* _Task directions_:
Format the stretch of the material from the line containing "Would you please pick out the submerged" through its last line as a JSON list of strings, one string per line. Leave out blank lines.

------------------------------

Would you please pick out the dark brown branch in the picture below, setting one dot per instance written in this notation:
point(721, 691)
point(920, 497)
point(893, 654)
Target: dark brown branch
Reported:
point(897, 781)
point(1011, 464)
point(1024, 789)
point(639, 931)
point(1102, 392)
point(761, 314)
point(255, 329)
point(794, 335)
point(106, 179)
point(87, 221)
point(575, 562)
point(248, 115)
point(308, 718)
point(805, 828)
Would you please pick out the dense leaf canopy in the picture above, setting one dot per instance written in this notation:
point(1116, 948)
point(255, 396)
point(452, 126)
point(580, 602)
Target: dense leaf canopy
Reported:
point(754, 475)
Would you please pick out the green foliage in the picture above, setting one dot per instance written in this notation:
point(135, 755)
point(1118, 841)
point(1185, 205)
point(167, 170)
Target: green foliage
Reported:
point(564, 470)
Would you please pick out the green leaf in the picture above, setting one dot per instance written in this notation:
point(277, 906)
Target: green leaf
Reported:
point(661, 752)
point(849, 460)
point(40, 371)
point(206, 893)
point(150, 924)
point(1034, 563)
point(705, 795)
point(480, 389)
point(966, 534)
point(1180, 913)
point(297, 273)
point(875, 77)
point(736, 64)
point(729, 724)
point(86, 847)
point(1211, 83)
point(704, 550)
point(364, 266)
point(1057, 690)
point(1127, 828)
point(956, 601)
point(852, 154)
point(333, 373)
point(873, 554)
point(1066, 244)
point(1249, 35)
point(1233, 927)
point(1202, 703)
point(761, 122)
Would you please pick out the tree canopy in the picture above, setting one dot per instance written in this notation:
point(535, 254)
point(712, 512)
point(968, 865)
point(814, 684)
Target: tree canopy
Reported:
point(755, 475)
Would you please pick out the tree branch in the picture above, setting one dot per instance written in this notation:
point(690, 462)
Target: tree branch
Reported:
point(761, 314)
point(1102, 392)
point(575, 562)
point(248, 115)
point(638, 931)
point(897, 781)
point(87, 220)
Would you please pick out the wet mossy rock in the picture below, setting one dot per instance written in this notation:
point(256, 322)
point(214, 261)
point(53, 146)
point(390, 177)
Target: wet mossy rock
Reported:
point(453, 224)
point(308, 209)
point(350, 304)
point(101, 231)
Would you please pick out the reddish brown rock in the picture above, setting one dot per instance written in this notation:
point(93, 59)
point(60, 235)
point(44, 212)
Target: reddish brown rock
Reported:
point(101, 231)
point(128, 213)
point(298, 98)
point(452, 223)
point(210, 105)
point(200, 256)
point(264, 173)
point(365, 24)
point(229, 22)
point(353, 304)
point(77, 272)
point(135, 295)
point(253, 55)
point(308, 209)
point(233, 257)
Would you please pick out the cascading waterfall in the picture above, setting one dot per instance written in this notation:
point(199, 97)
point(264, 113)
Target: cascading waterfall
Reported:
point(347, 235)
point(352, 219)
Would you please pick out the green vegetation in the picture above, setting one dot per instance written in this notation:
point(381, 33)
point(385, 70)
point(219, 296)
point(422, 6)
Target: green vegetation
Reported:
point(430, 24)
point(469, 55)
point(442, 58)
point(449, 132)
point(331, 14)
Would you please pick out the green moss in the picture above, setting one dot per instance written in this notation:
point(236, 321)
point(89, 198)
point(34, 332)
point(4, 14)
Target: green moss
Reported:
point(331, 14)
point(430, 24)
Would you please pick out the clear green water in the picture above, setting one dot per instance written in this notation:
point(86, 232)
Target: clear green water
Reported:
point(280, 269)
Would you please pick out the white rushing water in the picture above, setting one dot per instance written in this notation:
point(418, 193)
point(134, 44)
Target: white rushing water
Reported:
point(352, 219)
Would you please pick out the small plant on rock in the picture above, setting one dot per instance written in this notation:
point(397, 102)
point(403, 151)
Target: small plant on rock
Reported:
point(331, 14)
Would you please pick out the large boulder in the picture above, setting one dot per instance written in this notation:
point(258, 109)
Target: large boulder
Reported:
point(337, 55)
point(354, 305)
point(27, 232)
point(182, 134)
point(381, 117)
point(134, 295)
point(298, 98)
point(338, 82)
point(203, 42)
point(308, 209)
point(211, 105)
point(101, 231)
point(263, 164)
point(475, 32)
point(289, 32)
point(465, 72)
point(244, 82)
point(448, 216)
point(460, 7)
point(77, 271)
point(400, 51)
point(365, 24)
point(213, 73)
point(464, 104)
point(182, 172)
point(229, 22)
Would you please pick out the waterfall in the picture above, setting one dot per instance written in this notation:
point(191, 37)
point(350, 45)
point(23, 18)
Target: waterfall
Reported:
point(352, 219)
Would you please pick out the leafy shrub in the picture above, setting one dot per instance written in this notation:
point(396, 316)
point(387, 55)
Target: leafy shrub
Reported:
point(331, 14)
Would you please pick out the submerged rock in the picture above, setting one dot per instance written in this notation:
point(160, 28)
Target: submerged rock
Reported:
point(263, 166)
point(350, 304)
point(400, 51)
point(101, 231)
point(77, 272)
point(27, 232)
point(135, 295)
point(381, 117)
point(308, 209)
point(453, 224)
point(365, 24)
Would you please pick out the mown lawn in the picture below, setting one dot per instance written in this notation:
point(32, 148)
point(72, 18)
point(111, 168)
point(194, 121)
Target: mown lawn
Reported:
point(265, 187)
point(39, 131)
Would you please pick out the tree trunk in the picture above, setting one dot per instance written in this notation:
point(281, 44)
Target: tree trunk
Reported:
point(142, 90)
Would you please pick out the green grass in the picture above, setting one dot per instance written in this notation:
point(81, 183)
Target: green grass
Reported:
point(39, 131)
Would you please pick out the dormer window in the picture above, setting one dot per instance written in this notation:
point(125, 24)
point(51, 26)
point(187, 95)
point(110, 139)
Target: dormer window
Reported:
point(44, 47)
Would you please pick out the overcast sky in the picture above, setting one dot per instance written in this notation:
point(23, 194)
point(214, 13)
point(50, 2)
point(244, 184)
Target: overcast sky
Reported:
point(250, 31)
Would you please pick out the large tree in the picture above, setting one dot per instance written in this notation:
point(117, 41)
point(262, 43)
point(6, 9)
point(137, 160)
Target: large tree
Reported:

------------------------------

* _Solution to this problem_:
[
  "Would you please pick out the submerged rock in the picture above, setting one dot per instance written in this notation:",
  "point(160, 28)",
  "Target: submerged rock",
  "Reported:",
  "point(263, 166)",
  "point(350, 304)",
  "point(400, 51)",
  "point(101, 231)",
  "point(77, 272)",
  "point(27, 232)",
  "point(135, 295)",
  "point(381, 117)",
  "point(308, 209)",
  "point(453, 224)",
  "point(365, 24)",
  "Would you please pick out the mown lawn in the picture below, setting one dot per instance written in this notation:",
  "point(32, 148)",
  "point(72, 18)",
  "point(111, 168)",
  "point(194, 121)",
  "Target: mown lawn",
  "Reported:",
  "point(265, 187)",
  "point(39, 131)",
  "Would you please pick out the tree trunk in the picture above, setting one dot per instance written in this notation:",
  "point(281, 44)",
  "Target: tree trunk",
  "Reported:",
  "point(142, 90)",
  "Would you please pick out the green grass in the picture above, setting one dot per instance written in this notation:",
  "point(81, 183)",
  "Target: green grass",
  "Reported:",
  "point(39, 131)",
  "Would you please pick out the dormer window in the picture above, setting one dot per instance written in this notation:",
  "point(125, 24)",
  "point(51, 26)",
  "point(187, 95)",
  "point(110, 139)",
  "Target: dormer window",
  "Reported:",
  "point(44, 47)",
  "Would you please pick out the overcast sky in the picture above, setting one dot per instance written in this notation:",
  "point(23, 194)",
  "point(214, 13)",
  "point(50, 2)",
  "point(244, 184)",
  "Target: overcast sky",
  "Reported:",
  "point(250, 31)",
  "Would you please pick out the large tree in the picture above, setting one dot per instance written in this notation:",
  "point(117, 41)",
  "point(262, 43)",
  "point(6, 9)",
  "point(137, 160)",
  "Target: large tree",
  "Reported:"
]